What to do :: Lines before the one containing "Q: Can you identify the white" are left out; return that line and all lines after it, exactly, through the end of the records below.

Records from a data source:
....................

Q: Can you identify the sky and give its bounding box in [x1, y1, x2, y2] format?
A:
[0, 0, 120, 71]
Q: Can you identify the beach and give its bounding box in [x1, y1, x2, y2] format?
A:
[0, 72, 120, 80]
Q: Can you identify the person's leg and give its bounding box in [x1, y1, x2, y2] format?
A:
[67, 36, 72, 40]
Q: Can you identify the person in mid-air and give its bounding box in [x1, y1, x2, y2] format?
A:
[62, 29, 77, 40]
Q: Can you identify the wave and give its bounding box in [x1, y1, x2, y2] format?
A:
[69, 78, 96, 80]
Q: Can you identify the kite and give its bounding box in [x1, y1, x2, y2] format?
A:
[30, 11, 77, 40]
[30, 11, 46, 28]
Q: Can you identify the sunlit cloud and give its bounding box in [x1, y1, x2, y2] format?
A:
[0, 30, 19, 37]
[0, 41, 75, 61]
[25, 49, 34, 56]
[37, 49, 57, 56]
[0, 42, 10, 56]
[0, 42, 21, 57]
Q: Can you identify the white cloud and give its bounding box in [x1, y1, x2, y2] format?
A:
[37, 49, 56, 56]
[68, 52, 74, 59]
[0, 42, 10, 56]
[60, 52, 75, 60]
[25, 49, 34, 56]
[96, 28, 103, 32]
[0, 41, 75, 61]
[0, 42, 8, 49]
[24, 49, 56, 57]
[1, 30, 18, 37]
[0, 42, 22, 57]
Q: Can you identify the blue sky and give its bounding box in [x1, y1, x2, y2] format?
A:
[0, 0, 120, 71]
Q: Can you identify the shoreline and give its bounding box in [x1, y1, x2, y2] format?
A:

....................

Answer to this exercise ::
Q: Can you identify the white cloud and give its bounding box in [x1, y1, x2, y2] format?
A:
[37, 49, 56, 56]
[68, 52, 74, 59]
[0, 42, 10, 56]
[60, 52, 75, 60]
[25, 49, 34, 56]
[96, 28, 103, 32]
[0, 41, 75, 61]
[0, 42, 8, 49]
[24, 49, 56, 57]
[1, 30, 18, 37]
[0, 42, 22, 57]
Q: Can you identify the blue sky and give its bounding box in [x1, y1, x2, y2] format?
A:
[0, 0, 120, 71]
Q: Can you identify the shoreline and give its bounding box in [x1, y1, x2, y2] format?
A:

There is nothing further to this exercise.